RAW DATA:
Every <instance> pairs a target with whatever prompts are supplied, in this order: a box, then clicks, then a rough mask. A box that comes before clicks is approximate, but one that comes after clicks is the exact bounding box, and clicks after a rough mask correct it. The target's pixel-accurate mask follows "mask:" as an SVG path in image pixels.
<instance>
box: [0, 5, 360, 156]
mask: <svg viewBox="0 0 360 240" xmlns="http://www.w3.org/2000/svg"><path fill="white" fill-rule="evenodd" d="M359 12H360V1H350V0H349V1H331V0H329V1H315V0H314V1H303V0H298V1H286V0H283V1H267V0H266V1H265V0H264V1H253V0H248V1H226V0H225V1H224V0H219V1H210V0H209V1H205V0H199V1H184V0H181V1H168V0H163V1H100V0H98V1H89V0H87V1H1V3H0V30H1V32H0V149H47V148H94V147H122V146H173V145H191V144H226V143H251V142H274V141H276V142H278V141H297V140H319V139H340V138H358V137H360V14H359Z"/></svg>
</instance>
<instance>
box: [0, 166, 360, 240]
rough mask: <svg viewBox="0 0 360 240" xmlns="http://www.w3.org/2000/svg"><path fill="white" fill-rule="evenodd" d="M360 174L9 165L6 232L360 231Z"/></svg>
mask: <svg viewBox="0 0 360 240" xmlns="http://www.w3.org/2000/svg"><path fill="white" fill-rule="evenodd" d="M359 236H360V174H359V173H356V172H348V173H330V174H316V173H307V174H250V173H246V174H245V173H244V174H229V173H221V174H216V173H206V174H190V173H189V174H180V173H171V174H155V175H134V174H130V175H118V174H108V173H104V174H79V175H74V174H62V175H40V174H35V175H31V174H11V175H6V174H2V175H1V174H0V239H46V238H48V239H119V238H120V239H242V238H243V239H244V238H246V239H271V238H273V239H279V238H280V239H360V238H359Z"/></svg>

TASK TO COMPLETE:
Please copy every entry above line for line, with no changes.

OUTPUT OF THE EXERCISE:
Every <instance> pairs a target with whatever prompts are supplied, in this order: a box, then clicks, then a rough mask. A box that comes before clicks is approximate, but one that comes after clicks is the exact bounding box, and clicks after a rough mask correct it. The target's pixel-accurate mask follows "mask:" as an SVG path in image pixels.
<instance>
box: [0, 5, 360, 156]
mask: <svg viewBox="0 0 360 240" xmlns="http://www.w3.org/2000/svg"><path fill="white" fill-rule="evenodd" d="M359 12H360V1H350V0H349V1H331V0H329V1H315V0H314V1H303V0H298V1H286V0H283V1H267V0H266V1H265V0H264V1H253V0H248V1H226V0H225V1H224V0H219V1H210V0H209V1H205V0H199V1H184V0H181V1H168V0H163V1H100V0H98V1H89V0H87V1H1V3H0V30H1V32H0V149H47V148H94V147H122V146H173V145H191V144H226V143H251V142H274V141H276V142H278V141H297V140H319V139H340V138H358V137H360V14H359Z"/></svg>
</instance>
<instance>
box: [0, 166, 360, 240]
rough mask: <svg viewBox="0 0 360 240" xmlns="http://www.w3.org/2000/svg"><path fill="white" fill-rule="evenodd" d="M360 174L9 165L6 232L360 231Z"/></svg>
mask: <svg viewBox="0 0 360 240" xmlns="http://www.w3.org/2000/svg"><path fill="white" fill-rule="evenodd" d="M359 236H360V174H359V173H356V172H348V173H330V174H316V173H307V174H250V173H246V174H245V173H244V174H229V173H221V174H216V173H206V174H190V173H189V174H180V173H171V174H155V175H134V174H130V175H118V174H108V173H104V174H79V175H74V174H62V175H40V174H35V175H31V174H11V175H6V174H2V175H1V174H0V239H46V238H48V239H119V238H120V239H242V238H243V239H244V238H246V239H271V238H273V239H279V238H280V239H360V238H359Z"/></svg>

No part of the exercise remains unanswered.